Abiodun Keripe, head of research at Afrinvest Limited, noted that people might impose even more drastic budget cuts and purchase brands that are lower than value given the need to ration and live within their means.

Ridwan Muhammed, a Lagos-based consumer, said that he started using unbranded groundnut oil because he could no longer afford a branded due to higher price.

“I used to cook with branded groundnut oil sold between N650 and N700, but I now use unbranded ones going between N400-and N450,” he said.

Also, another consumer noted that she had changed her toothpaste because of rising prices of superior products.

“I changed my toothpaste brand because of changes in price. It sells at N600 today, but I have switched to a brand that goes at N300-N350. Besides, they serve the same function,” Sade Alabi, a hair stylist, said.

Analysts expect consumers to remain price-sensitive and continue trading down to cheaper and unbranded alternatives where possible.

The inflationary pressure could squeeze the revenue and profit performances of listed Fast-moving consumer goods (FMCGs) space who are simultaneously face higher costs and lower demand caused by COVID-19 and slowing economy. A review of the 2020 half year financial performance of leading players in the consumer goods sector was largely underwhelming.

International Breweries recorded loss in first half of 2020 while the Nigerian Breweries reported 11 percent revenue drop. Unilever Nigeria reported a 36.1 percent decline in revenues to N27.3billion in the first six months of 2020, from N42.7 billion in the same period of last year. Cadbury had an 18.5 percent decline to N15.9 billion from N19.5 billion while PZ Cussons saw marginal 0.6 percent decline in its third quarter of 2019/2020 ( nine months ended February 2020) period.

“As things stand, we expect this will negatively impact revenue of consumer companies with very elastic product portfolios and presence of higher premium products in their product mix,” Ayorinde Akinloye, a consumer analyst at CSL Stockbrokers, said.

Earlier in September, the Federal government had removed subsidy on petrol, and increased electricity prices across Nigeria, with the retail price of petrol increasing 10 percent to about N160 per litre.

The transition to a service-reflective regime in which electricity tariff will be consumption-based for customers enjoying grid supply for at least 12 hours each day, is expected to exacerbate inflationary pressures for the rest of the year.

The effects on households are already telling, no thanks to drop in income levels due to the effects of Covid-19.

“I have not been paid since June. And for my family to survive, we had to cut down on our expenses to the barest minimum.” Ayodele Shittu, a lecturer in one of Nigerian public universities, told BusinessDay.

Shittu further said he has reduced the quantity of loaves of bread and snacks he buys every day for the children.

For consumer goods makers, especially those offering goods on the higher end of the market, sales are expected to drop.

“I think it will be a tough one for premium brands producers as it would put more pressure on their sales revenue,” Damilola Adewale, a Lagos-based economic analyst, said.

> [What this exercise asks]
(1) Translate this sentence from the article on consumer spending in Nigeria into Spanish: "Analysts expect consumers to remain price-sensitive and continue trading down to cheaper and unbranded alternatives where possible."
(2) Summarize the article on consumer spending in Nigeria in two sentences.
The listing after this point comes from an unrelated source.

> [Data under study]
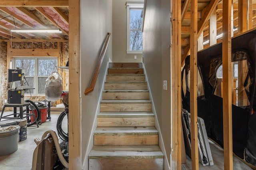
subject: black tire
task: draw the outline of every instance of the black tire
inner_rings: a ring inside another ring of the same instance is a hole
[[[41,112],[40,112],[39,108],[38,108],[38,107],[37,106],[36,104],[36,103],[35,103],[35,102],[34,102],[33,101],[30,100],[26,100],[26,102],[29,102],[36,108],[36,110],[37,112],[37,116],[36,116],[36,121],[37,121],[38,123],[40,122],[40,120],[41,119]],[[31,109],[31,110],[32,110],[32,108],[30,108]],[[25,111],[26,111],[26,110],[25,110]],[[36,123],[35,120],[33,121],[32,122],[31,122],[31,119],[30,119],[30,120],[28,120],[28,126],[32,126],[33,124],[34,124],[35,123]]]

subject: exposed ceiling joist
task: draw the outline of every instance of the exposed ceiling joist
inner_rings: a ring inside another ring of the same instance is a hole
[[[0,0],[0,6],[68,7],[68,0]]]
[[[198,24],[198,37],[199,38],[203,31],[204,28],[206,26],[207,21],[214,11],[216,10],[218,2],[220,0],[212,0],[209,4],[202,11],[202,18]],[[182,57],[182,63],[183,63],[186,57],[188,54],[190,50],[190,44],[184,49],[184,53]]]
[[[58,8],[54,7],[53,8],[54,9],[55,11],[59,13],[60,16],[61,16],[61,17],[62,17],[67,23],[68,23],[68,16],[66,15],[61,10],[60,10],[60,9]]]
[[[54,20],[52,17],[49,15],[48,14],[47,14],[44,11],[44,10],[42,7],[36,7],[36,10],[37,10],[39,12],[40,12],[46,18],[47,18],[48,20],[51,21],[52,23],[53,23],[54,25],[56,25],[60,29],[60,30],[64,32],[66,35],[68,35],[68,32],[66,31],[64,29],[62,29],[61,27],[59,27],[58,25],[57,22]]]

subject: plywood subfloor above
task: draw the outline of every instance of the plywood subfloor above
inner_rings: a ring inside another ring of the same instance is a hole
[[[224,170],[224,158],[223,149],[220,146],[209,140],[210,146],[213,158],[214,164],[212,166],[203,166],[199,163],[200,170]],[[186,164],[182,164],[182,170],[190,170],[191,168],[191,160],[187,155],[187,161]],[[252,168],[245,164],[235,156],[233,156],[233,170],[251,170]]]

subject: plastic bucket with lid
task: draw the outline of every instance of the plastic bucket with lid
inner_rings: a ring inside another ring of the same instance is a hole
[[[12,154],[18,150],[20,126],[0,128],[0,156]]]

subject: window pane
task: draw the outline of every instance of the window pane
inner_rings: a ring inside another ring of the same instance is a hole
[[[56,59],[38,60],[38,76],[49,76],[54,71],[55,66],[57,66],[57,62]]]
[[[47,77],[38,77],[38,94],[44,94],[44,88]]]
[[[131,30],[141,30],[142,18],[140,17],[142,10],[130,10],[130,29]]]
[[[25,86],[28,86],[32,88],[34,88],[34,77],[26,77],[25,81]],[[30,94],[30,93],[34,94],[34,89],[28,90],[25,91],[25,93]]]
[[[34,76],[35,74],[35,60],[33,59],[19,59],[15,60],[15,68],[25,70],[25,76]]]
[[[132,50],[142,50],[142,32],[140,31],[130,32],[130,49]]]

* * *

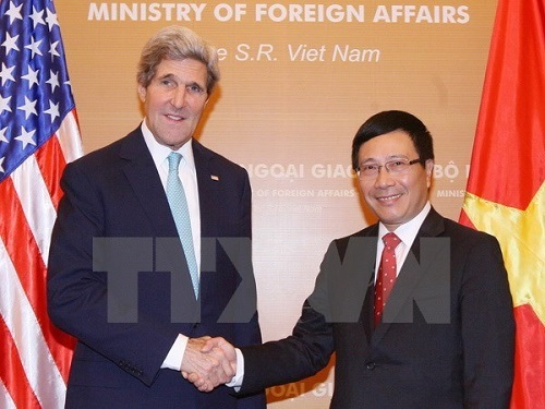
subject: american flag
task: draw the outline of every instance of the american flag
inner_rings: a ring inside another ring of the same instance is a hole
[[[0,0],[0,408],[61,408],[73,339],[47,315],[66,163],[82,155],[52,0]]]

---

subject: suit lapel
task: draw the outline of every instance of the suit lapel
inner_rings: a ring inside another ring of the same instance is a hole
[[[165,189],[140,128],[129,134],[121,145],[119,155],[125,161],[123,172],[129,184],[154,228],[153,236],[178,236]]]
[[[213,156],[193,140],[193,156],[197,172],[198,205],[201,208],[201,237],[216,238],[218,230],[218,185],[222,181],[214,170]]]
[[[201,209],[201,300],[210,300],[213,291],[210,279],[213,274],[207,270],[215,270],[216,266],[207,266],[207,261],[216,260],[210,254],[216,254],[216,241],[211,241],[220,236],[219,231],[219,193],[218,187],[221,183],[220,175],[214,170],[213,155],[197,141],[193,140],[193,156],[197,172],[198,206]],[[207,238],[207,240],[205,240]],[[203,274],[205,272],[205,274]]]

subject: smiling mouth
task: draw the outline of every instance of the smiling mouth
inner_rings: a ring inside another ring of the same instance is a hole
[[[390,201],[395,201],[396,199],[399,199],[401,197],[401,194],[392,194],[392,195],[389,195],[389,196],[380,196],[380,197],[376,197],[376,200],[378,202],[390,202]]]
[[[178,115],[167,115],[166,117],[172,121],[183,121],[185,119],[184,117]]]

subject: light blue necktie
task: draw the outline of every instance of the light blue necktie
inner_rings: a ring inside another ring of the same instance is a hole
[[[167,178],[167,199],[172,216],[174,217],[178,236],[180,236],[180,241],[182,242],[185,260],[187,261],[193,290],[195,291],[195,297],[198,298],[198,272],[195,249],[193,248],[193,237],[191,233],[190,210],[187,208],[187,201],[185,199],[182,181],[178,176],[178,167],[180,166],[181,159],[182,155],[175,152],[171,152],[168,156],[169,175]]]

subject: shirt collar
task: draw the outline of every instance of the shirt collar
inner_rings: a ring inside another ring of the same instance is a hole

> [Responses for each task]
(1) Los analistas esperan que los consumidores sigan siendo sensibles a los precios y continúen optando por alternativas más baratas y sin marca cuando sea posible.

(2) Rising prices in Nigeria are pushing consumers to switch to cheaper and unbranded goods, and analysts expect this trading down to continue. Leading consumer goods companies reported largely underwhelming results for the first half of 2020, and producers of premium brands are expected to face more pressure on their sales.